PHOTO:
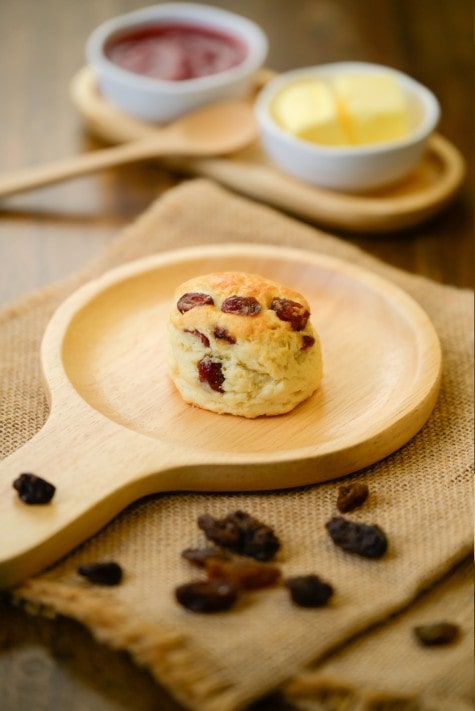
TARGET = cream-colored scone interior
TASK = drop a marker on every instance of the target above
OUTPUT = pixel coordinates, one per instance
(242, 344)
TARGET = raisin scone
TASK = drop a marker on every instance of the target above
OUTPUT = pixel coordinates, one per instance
(242, 344)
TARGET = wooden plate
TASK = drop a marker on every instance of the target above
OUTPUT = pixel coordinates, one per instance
(422, 194)
(118, 429)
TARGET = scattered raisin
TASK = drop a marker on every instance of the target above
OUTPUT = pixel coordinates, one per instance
(242, 533)
(223, 334)
(201, 556)
(33, 489)
(307, 342)
(436, 633)
(350, 496)
(291, 311)
(194, 331)
(206, 595)
(192, 299)
(241, 305)
(309, 590)
(366, 540)
(243, 574)
(210, 371)
(102, 573)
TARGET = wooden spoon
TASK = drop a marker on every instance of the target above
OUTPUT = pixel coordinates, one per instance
(213, 130)
(118, 430)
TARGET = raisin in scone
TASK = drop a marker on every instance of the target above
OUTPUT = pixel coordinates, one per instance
(242, 344)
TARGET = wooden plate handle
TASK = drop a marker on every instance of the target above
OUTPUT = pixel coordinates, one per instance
(96, 474)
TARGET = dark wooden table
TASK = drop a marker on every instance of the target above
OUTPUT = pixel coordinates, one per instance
(47, 234)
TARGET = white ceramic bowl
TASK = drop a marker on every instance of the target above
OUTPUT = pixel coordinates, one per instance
(160, 101)
(347, 168)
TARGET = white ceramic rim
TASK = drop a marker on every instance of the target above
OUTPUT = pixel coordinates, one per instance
(236, 25)
(427, 99)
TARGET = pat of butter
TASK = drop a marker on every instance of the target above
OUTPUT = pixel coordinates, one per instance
(309, 110)
(373, 106)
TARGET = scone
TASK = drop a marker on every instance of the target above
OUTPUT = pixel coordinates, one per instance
(242, 344)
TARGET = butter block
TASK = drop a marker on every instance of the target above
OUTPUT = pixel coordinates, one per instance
(373, 106)
(308, 109)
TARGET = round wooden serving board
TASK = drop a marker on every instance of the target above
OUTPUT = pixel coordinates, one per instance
(119, 430)
(419, 196)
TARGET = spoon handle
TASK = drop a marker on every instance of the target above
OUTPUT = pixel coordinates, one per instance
(76, 166)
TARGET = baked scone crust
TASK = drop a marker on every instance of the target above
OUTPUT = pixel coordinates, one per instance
(262, 357)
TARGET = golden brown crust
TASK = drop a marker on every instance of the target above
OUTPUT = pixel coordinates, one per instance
(268, 361)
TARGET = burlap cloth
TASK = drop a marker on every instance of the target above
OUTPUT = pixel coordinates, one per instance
(357, 653)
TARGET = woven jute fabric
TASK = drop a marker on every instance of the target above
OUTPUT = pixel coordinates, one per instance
(421, 496)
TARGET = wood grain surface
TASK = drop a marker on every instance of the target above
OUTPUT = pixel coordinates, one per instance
(48, 234)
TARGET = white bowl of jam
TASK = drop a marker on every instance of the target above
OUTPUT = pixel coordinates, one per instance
(163, 61)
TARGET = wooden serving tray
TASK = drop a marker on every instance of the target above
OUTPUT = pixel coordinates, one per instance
(421, 195)
(119, 430)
━━━━━━━━━━
_What you should do_: The word to find is "crust". Copy every line of the data that holds it.

_Reply_:
TARGET = baked scone crust
TARGET = golden brown crust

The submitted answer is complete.